Written request ▸
Copy out the items below, swapping every "report the coordinates" for "give the coordinates" and leaving everything else untouched.

Task material ▸
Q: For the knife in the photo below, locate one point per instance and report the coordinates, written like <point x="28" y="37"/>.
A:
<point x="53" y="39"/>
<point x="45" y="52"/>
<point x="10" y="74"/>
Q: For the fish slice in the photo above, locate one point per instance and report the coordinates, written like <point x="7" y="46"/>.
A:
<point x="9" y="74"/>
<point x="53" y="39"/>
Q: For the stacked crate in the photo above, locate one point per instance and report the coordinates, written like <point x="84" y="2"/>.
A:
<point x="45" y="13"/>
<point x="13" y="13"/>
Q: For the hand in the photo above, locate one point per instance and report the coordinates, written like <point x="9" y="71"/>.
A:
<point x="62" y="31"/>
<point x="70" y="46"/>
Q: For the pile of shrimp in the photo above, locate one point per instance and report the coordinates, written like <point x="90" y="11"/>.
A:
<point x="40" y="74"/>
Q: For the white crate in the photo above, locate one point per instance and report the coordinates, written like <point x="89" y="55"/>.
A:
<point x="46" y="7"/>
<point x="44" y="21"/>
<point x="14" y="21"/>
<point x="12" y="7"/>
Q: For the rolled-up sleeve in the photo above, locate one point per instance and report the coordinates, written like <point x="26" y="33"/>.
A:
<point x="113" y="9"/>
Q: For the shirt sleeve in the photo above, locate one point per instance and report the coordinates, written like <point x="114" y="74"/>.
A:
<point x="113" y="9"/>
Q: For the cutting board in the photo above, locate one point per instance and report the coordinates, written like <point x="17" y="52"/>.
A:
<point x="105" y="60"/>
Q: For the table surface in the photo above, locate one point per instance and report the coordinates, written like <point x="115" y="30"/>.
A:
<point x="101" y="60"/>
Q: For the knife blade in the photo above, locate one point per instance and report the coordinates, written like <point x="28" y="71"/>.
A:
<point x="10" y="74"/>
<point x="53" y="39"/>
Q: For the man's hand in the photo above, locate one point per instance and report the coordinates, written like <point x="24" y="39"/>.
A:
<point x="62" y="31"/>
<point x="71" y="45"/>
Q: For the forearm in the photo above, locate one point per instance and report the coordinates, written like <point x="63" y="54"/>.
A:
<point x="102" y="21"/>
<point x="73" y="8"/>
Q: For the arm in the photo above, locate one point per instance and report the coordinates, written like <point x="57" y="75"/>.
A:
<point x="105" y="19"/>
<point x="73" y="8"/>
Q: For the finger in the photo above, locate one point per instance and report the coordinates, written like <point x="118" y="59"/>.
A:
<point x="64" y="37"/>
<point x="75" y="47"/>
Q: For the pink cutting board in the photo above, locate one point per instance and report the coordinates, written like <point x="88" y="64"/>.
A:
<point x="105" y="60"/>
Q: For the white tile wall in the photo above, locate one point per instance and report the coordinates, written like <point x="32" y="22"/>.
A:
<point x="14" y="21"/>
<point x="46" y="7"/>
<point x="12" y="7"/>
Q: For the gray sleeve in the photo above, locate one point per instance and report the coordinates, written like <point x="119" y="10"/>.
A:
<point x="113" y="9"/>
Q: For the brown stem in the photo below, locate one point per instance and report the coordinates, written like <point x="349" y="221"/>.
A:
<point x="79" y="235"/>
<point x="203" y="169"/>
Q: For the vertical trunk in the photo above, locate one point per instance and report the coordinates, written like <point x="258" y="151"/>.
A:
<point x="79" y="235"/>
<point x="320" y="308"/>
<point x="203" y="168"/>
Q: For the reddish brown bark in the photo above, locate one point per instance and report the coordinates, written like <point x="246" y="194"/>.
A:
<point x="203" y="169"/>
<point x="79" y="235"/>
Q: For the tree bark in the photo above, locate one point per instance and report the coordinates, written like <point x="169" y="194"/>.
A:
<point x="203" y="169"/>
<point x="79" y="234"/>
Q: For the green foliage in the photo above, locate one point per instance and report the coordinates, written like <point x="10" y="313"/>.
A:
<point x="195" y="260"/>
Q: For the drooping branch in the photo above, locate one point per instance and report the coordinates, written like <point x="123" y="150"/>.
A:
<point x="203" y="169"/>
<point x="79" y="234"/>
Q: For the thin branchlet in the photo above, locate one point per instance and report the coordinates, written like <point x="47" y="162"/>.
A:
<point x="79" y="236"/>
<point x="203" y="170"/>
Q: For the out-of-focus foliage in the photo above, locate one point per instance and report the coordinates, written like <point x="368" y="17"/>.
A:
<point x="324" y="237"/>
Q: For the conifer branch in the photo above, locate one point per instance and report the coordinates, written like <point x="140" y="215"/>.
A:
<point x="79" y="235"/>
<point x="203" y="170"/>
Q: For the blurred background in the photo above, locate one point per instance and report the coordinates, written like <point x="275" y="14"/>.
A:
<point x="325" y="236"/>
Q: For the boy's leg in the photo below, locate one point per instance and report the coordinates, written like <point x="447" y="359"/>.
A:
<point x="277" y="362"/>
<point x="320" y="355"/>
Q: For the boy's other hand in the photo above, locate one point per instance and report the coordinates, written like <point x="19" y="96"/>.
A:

The output ▸
Q: For the knife in the photo below, locate one point per instance and give the coordinates, written like <point x="28" y="37"/>.
A:
<point x="53" y="39"/>
<point x="45" y="52"/>
<point x="10" y="74"/>
Q: For the fish slice in the photo above, locate one point per instance and give the coordinates, written like <point x="7" y="46"/>.
A:
<point x="9" y="74"/>
<point x="53" y="39"/>
Q: For the stacked crate in the photo above, locate one point per instance and give the coordinates, written like <point x="84" y="2"/>.
A:
<point x="45" y="13"/>
<point x="13" y="13"/>
Q: For the hand in the photo above, locate one point per instance and give the coordinates, written like <point x="9" y="71"/>.
A:
<point x="62" y="31"/>
<point x="70" y="46"/>
Q: For the pile of shrimp in the photo above, locate one point per instance and give the coordinates, written like <point x="90" y="11"/>.
A:
<point x="40" y="74"/>
Q: For the white crate in the photo above, locate one point per instance and give the coordinates, written like <point x="89" y="55"/>.
A:
<point x="46" y="7"/>
<point x="44" y="21"/>
<point x="14" y="21"/>
<point x="12" y="7"/>
Q: For the rolled-up sleeve in the photo above, locate one point per instance and give the coordinates, written like <point x="26" y="33"/>.
A:
<point x="113" y="9"/>
Q: For the shirt sleeve in the photo above, locate one point per instance and give the coordinates, written like <point x="114" y="74"/>.
A:
<point x="113" y="9"/>
Q: For the cutting board in the photo above, locate one point per instance and give the coordinates, written like <point x="17" y="52"/>.
A:
<point x="105" y="60"/>
Q: For the table surface in the photo above, locate one point per instance and give the coordinates, written like <point x="115" y="30"/>.
A:
<point x="101" y="60"/>
Q: For the knife blade in the photo above, locate one point per instance and give the coordinates, written like <point x="28" y="71"/>.
A:
<point x="10" y="74"/>
<point x="53" y="39"/>
Q: For the man's hand in the photo above, locate one point per instance and give the coordinates, written like <point x="24" y="39"/>.
A:
<point x="62" y="31"/>
<point x="71" y="45"/>
Q: For the forearm in the photo above, locate one point per instance and give the coordinates, written like <point x="63" y="54"/>.
A:
<point x="102" y="21"/>
<point x="73" y="8"/>
Q: For the arm in the photo above, locate one point per instance and give the coordinates, written like <point x="57" y="75"/>.
A:
<point x="105" y="19"/>
<point x="73" y="8"/>
Q: For the finger in the photo above, locate one point per instance and give the coordinates, written like <point x="118" y="59"/>.
A:
<point x="64" y="37"/>
<point x="75" y="47"/>
Q: For the pink cutting board in the photo above, locate one point per instance and give the coordinates, written like <point x="88" y="64"/>.
A:
<point x="105" y="60"/>
Q: For the white tile wall in the photo above, locate one point per instance and give the coordinates, written like <point x="32" y="22"/>.
A:
<point x="14" y="21"/>
<point x="46" y="7"/>
<point x="12" y="7"/>
Q: For the gray sleeve in the photo above, locate one point per instance and give the coordinates, written like <point x="119" y="10"/>.
A:
<point x="113" y="9"/>
Q: For the brown stem in the photo below, locate one point per instance and give the coordinates, written like <point x="349" y="221"/>.
A:
<point x="79" y="235"/>
<point x="203" y="169"/>
Q: For the vertical trunk in the photo above, locate one point per instance and give the coordinates, written like <point x="258" y="151"/>.
A:
<point x="79" y="235"/>
<point x="320" y="308"/>
<point x="203" y="168"/>
Q: For the reddish brown bark in the photo above, locate one point per instance and give the coordinates, written like <point x="246" y="194"/>.
A:
<point x="203" y="169"/>
<point x="79" y="235"/>
Q: For the tree bark in the photo above, locate one point per instance and give the coordinates, written like <point x="169" y="194"/>.
A:
<point x="203" y="169"/>
<point x="79" y="234"/>
Q: For the green foliage in the photo above, locate one point per instance and give the coordinates, written like <point x="10" y="313"/>.
A:
<point x="195" y="260"/>
Q: For the drooping branch in the photo above, locate one point per instance and give the coordinates, written like <point x="123" y="150"/>.
A:
<point x="203" y="169"/>
<point x="79" y="234"/>
Q: For the thin branchlet in the photo above, locate one point per instance and give the coordinates, written like <point x="47" y="162"/>.
A:
<point x="79" y="236"/>
<point x="203" y="170"/>
Q: For the out-of-focus foliage in the photo above, locate one point per instance and give the coordinates, written like <point x="368" y="17"/>.
A:
<point x="324" y="237"/>
Q: For the conifer branch in the photo above, locate one point per instance and give the coordinates, written like <point x="140" y="215"/>.
A:
<point x="79" y="235"/>
<point x="203" y="170"/>
Q: For the blurred background in the photo above, locate one point per instance and give the coordinates, written like <point x="275" y="14"/>.
A:
<point x="325" y="236"/>
Q: For the boy's leg in the photo below, locate one point per instance and give the coordinates, written like <point x="447" y="359"/>.
A:
<point x="277" y="362"/>
<point x="320" y="355"/>
Q: For the boy's other hand in the photo above, locate one point per instance and give the coordinates, written like <point x="19" y="96"/>.
A:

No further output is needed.